§ **Problema proposto 1**
No texto sobre a pós-graduação brasileira, em que curso e em qual universidade a pessoa que escreve se graduou?
§ **Problema proposto 2**
Liste todas as etapas ou tipos de ensino mencionados na fala do coordenador citada no texto sobre a pós-graduação brasileira.
§ **Problema proposto 3**
Dê continuidade ao texto sobre a formação de docentes na pós-graduação brasileira a partir do ponto em que ele termina.

§ **Trecho fornecido**
====
Problemas na transmissão de conhecimento têm origem "no próprio modelo de pós-graduação brasileiro"Foto: Agustin Marcarian/REUTERS

Uma carreira de sucesso como pesquisador, mais de 2 mil citações no google acadêmico. Já enquanto docente, na sala de aula, um profissional com muitas dificuldades em transmitir o conteúdo da disciplina. 

A situação acima descreve perfeitamente, na minha visão, um dos professores do meu programa de pós-graduação e também alguns que tive na graduação. Já quero deixar bem sinalizado que esta não é uma coluna que tem a intenção de culpabilizar esses profissionais. 

Primeiro porque, em muitos deles, eu notava claramente o quanto tentavam transmitir o conteúdo da melhor forma. Segundo, porque creio que estamos diante de uma problemática institucional e que nasce no próprio modelo de pós-graduação brasileiro, ou seja, na escola de formação dos futuros docentes universitários

Autonomia do estudante e consequências no aprendizado

Sou graduado em economia pela USP e me lembro que, na apresentação do curso, o coordenador disse algo como "Vocês agora estão na faculdade, não mais no cursinho ou ensino médio. Não esperem aulas 'show' e aprendam a ter autonomia na aprendizagem".
====
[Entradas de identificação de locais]
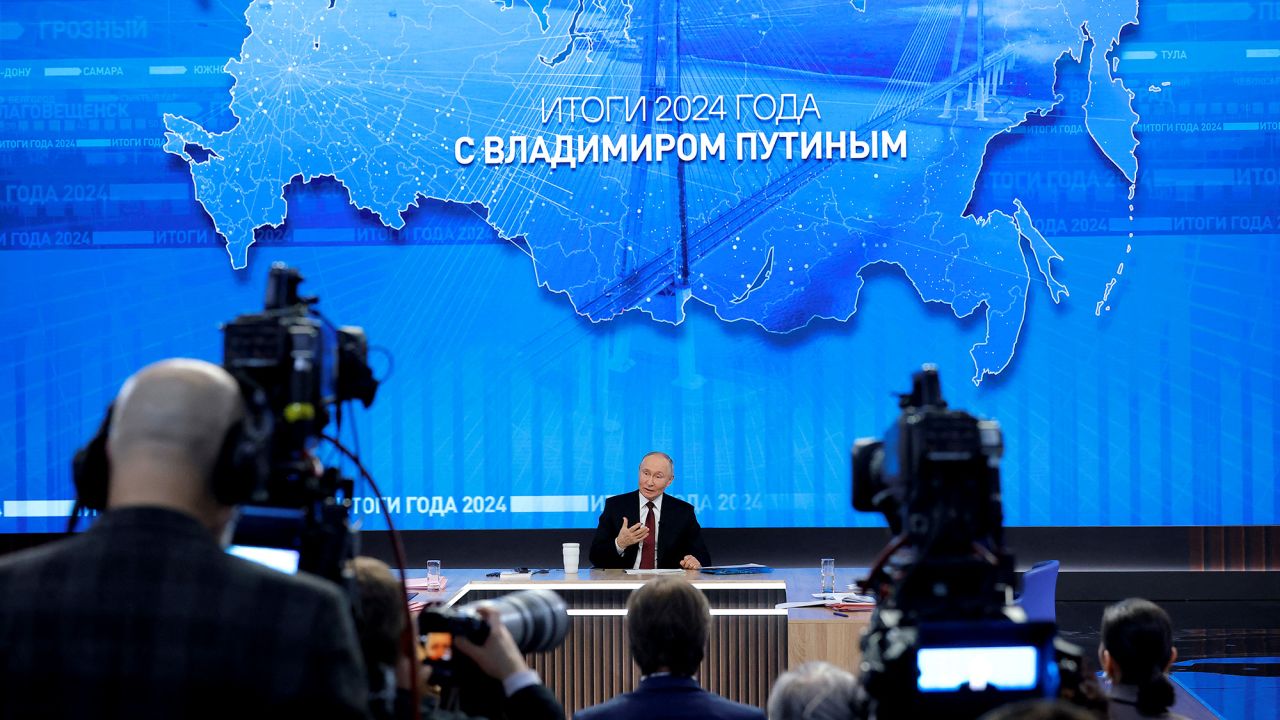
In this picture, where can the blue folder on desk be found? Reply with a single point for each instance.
(748, 569)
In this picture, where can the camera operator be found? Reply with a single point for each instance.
(382, 628)
(144, 615)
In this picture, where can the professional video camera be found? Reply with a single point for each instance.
(293, 367)
(538, 621)
(945, 638)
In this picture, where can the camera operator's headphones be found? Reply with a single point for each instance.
(240, 469)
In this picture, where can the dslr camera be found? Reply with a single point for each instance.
(295, 370)
(946, 638)
(536, 619)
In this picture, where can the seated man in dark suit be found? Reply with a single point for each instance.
(668, 621)
(666, 532)
(145, 615)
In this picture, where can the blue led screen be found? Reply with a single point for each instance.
(584, 231)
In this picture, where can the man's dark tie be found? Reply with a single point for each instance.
(647, 546)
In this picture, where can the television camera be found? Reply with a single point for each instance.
(946, 638)
(295, 369)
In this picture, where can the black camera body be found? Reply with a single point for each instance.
(946, 638)
(536, 619)
(293, 368)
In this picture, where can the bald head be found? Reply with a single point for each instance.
(167, 428)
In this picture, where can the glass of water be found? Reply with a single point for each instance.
(433, 575)
(828, 574)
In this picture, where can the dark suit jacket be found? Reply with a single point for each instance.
(679, 533)
(670, 697)
(144, 615)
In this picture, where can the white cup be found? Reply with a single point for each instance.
(570, 557)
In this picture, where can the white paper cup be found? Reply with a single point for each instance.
(570, 557)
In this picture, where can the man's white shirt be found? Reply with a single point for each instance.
(657, 525)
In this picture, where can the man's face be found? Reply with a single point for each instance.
(654, 475)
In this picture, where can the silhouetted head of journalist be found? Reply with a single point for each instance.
(814, 691)
(168, 424)
(1136, 652)
(668, 621)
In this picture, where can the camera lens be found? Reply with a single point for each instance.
(538, 620)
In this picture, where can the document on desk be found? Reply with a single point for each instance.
(745, 569)
(836, 600)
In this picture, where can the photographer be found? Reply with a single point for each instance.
(144, 615)
(382, 627)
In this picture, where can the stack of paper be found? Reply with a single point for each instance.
(745, 569)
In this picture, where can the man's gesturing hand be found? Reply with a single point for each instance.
(629, 536)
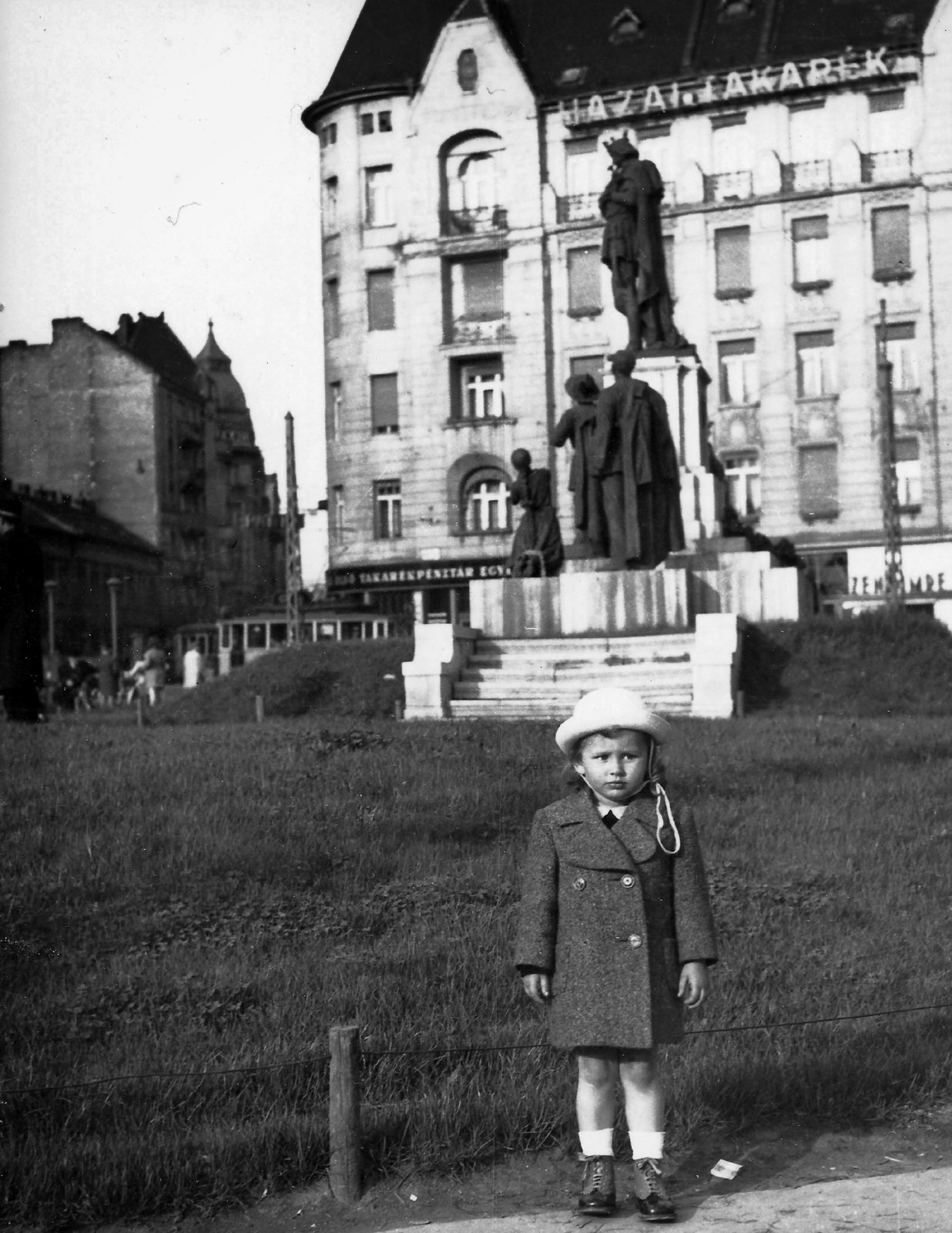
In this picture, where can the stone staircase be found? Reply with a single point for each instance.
(543, 678)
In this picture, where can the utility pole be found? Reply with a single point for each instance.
(893, 581)
(293, 540)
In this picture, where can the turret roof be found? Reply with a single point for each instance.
(615, 45)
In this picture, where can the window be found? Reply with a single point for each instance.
(819, 484)
(485, 503)
(585, 281)
(908, 472)
(480, 388)
(890, 244)
(732, 256)
(669, 247)
(380, 300)
(742, 478)
(810, 252)
(384, 404)
(379, 203)
(738, 364)
(334, 408)
(591, 364)
(888, 121)
(468, 71)
(387, 512)
(332, 308)
(328, 207)
(476, 289)
(816, 365)
(585, 170)
(902, 354)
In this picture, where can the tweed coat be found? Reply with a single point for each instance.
(613, 918)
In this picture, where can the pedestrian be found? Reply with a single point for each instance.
(615, 934)
(191, 666)
(153, 667)
(22, 606)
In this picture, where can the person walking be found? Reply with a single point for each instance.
(615, 934)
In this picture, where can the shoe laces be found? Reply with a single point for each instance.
(652, 1174)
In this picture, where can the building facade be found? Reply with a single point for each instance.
(806, 153)
(131, 428)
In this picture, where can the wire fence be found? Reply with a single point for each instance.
(451, 1051)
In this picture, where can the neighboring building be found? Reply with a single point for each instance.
(131, 428)
(806, 152)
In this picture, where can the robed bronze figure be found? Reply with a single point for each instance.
(633, 248)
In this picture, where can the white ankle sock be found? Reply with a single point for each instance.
(596, 1142)
(646, 1144)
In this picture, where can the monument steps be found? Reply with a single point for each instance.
(543, 678)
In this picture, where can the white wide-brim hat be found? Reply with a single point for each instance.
(605, 709)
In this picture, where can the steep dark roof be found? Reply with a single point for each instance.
(79, 522)
(390, 45)
(153, 342)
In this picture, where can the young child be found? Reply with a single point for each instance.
(615, 934)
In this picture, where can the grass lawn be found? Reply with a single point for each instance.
(182, 898)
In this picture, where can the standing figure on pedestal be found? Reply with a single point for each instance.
(634, 453)
(537, 546)
(578, 425)
(633, 248)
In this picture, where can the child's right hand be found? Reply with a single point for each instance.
(538, 986)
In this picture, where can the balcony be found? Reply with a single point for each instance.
(469, 332)
(806, 176)
(884, 166)
(729, 186)
(816, 419)
(474, 222)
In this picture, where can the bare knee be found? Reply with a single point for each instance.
(598, 1070)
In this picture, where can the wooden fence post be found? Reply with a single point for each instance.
(344, 1114)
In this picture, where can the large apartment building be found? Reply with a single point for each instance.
(806, 152)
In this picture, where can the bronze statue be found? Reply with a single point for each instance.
(635, 458)
(578, 425)
(633, 248)
(537, 546)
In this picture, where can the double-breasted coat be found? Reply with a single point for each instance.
(612, 918)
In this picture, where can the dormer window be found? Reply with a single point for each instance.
(468, 71)
(627, 28)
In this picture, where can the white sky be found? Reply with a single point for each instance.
(153, 160)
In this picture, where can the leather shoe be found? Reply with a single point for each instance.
(598, 1187)
(652, 1199)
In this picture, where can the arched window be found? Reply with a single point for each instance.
(472, 184)
(478, 496)
(485, 502)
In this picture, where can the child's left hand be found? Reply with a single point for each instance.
(693, 984)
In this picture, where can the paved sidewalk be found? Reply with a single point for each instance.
(907, 1202)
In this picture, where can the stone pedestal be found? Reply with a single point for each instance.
(682, 381)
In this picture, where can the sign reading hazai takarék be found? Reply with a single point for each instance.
(736, 86)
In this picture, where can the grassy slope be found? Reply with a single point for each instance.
(189, 898)
(338, 678)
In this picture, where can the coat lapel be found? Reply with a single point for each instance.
(586, 842)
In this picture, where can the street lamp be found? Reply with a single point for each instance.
(114, 585)
(51, 586)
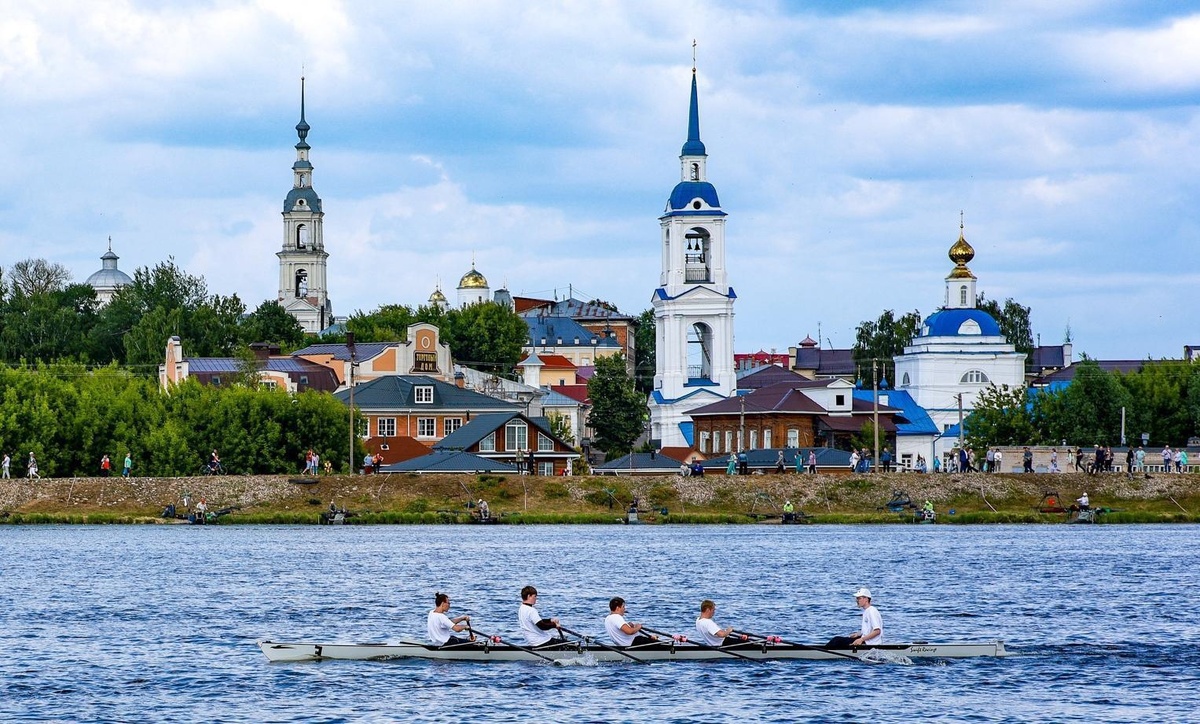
====
§ **Resposta do exercício 1**
Em economia, pela USP.

§ **Resposta do exercício 2**
Faculdade, cursinho e ensino médio.

§ **Resposta do exercício 3**
Entendo o ponto dele e concordo. Já falei aqui na coluna muitas vezes sobre o fato de que o estudante tem, sim, responsabilidade na própria aprendizagem, e que esta precisa ser um processo horizontal e não vertical. 

No entanto, nada me tira da cabeça que, mesmo no melhor dos mundos, é necessário ter um professor que realmente consiga nos transmitir o conteúdo e ser um mediador entre nós e o conhecimento. Já tive docentes sensacionais: você assiste à aula sem piscar e sai dela querendo compartilhar com todos ao redor o quanto aprendeu.

Por outro lado, já tive aqueles com quem eu não conseguia entender o conteúdo de forma alguma e também docentes com os quais prestar atenção em suas aulas era um desafio gigantesco. Nessas disciplinas, confesso, tenho lacunas na aprendizagem, e o problema é quando isso ocorre com disciplinas relevantes para aquela formação específica. 

Assumo minha parcela de responsabilidade e poderia sim ter estudado sozinho e de forma autônoma, mas, para mim, o papel de um professor mediando ainda é muito importante. 

O papel do modelo atual 

Reforço aqui, outra vez, que não estou culpabilizando o docente universitário. Alguém pode, claro, trazer relatos de professores que eram maus profissionais e que nem tentavam ser bons, mas isso tem em qualquer profissão e não é argumento para sustentar a tese de que o docente universitário não se importa com a aprendizagem de seus alunos.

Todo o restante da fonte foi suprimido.